-- START OF Source data --
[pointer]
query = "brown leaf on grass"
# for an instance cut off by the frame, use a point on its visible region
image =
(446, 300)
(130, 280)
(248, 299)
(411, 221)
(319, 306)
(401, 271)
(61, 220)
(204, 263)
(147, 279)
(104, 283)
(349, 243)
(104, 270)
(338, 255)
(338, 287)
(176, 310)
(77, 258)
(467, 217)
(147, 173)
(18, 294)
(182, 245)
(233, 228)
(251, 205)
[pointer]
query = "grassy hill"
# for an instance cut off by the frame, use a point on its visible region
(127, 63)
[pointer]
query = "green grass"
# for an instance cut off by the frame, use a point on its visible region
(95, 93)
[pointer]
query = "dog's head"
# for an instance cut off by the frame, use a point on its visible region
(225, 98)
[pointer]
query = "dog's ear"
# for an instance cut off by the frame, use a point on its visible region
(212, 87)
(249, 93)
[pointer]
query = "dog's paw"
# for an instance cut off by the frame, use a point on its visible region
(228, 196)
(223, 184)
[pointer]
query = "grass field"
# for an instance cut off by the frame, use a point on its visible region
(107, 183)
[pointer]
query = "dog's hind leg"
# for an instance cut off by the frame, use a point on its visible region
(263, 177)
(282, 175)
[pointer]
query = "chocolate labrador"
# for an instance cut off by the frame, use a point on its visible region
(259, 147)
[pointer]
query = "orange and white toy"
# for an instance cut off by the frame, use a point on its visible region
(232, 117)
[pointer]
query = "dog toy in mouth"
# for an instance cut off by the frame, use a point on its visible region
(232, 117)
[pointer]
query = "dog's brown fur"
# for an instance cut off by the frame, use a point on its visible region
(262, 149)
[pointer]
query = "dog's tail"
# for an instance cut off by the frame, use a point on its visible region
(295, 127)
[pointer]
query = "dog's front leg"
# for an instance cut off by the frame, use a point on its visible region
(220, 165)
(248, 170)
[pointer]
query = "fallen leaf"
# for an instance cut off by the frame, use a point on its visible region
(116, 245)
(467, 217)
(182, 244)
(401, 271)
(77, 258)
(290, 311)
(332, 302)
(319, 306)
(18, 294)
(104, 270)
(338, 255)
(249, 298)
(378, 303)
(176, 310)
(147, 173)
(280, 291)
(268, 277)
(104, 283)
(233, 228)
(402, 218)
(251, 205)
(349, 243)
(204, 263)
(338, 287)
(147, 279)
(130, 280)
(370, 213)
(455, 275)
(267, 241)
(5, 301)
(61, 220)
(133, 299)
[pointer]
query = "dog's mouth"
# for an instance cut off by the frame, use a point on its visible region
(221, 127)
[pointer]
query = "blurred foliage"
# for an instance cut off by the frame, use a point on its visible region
-- END OF Source data --
-- START OF Source data --
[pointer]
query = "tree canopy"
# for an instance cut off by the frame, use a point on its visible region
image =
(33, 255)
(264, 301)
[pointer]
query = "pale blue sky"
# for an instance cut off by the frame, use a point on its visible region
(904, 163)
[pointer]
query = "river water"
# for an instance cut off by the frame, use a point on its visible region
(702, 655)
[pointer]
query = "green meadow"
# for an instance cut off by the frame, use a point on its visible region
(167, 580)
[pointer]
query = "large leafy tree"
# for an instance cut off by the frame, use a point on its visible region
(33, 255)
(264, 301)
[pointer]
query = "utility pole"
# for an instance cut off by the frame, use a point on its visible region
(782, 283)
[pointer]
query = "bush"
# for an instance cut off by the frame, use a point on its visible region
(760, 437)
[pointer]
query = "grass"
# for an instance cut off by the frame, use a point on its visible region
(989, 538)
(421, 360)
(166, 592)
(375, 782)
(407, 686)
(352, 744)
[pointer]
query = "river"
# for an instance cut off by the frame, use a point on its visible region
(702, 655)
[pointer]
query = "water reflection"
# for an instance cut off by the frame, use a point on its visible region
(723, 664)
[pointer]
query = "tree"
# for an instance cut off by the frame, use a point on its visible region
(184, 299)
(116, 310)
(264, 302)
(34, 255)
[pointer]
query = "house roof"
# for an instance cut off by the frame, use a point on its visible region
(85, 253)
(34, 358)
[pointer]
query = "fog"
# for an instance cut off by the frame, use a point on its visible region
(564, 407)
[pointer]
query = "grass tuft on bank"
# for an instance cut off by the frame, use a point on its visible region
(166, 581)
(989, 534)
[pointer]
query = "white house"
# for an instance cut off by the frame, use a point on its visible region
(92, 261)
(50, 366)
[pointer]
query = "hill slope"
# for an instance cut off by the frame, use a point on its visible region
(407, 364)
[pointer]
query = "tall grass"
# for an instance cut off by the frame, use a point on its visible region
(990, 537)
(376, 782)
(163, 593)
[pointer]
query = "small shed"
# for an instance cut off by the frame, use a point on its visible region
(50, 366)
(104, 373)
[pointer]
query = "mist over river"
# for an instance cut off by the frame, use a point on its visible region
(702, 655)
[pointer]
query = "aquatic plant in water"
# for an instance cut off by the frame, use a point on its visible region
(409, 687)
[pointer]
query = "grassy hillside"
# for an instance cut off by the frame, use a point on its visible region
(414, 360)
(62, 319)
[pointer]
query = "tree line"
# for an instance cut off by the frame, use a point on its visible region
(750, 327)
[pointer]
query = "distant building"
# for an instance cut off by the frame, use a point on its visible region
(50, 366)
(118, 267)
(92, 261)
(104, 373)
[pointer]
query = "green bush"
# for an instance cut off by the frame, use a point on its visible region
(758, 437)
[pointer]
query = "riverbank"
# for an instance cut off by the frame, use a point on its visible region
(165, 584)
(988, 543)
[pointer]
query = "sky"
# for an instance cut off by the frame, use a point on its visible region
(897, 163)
-- END OF Source data --
-- START OF Source data --
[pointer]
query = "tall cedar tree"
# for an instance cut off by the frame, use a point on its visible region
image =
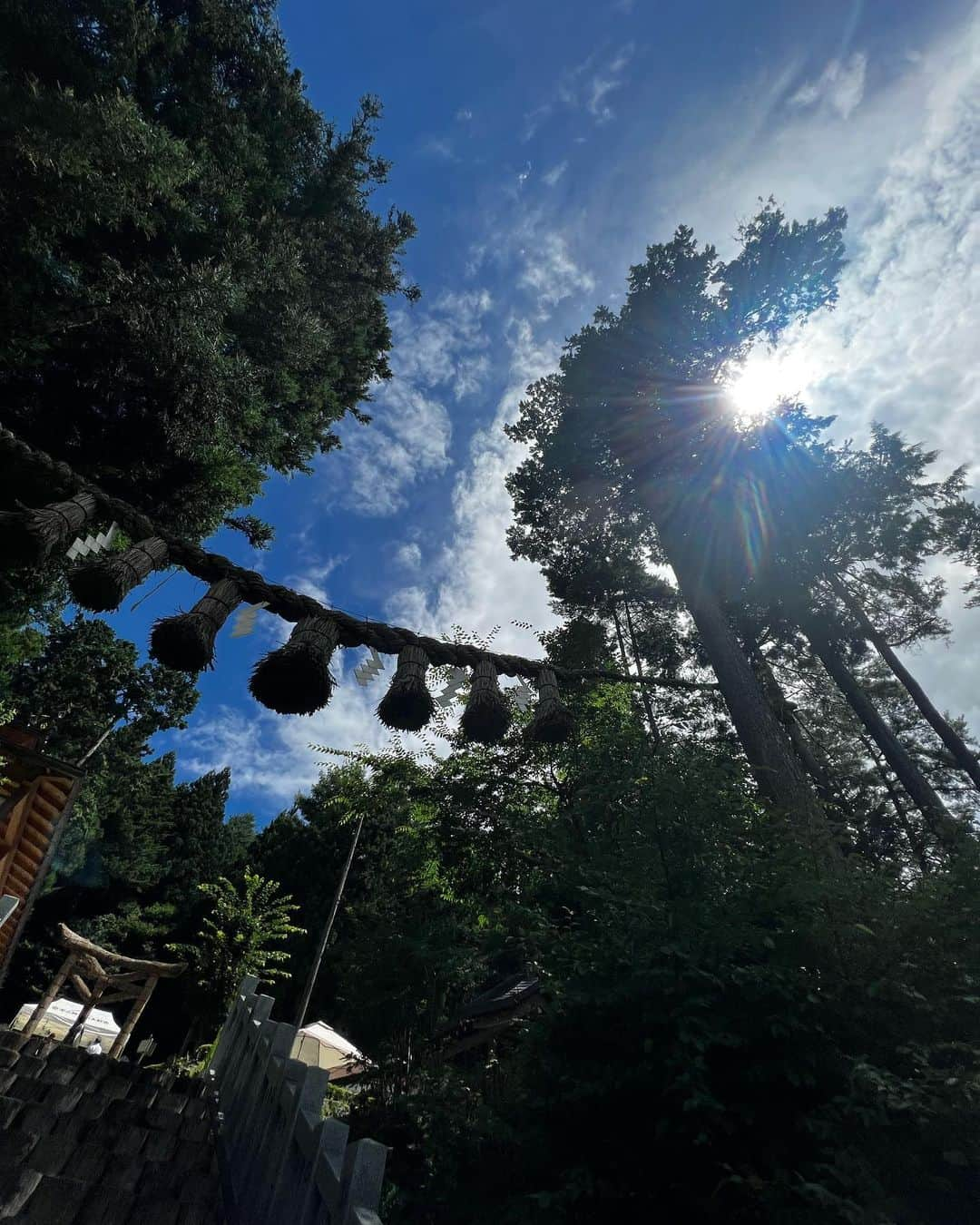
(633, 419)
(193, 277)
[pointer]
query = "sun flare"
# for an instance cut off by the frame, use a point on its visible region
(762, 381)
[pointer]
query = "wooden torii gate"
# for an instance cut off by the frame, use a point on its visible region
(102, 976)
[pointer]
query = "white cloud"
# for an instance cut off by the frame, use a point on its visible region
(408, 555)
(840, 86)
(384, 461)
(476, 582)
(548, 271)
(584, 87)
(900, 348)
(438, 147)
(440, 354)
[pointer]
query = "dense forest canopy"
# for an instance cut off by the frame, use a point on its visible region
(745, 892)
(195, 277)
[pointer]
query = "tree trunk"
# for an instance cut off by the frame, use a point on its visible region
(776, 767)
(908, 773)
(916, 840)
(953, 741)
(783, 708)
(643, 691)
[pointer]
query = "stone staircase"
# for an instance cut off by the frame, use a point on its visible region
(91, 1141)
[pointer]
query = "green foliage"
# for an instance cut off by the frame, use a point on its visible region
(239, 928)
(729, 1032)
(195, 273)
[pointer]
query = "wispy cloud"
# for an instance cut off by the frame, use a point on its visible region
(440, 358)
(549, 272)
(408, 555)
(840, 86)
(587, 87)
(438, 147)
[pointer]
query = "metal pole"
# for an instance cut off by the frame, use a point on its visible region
-- END OF Source data --
- Stated task:
Copy out every line of the data above that contains the word "green".

- Solution:
query = "green grass"
query = "green meadow"
query = "green bush"
query = "green foliage"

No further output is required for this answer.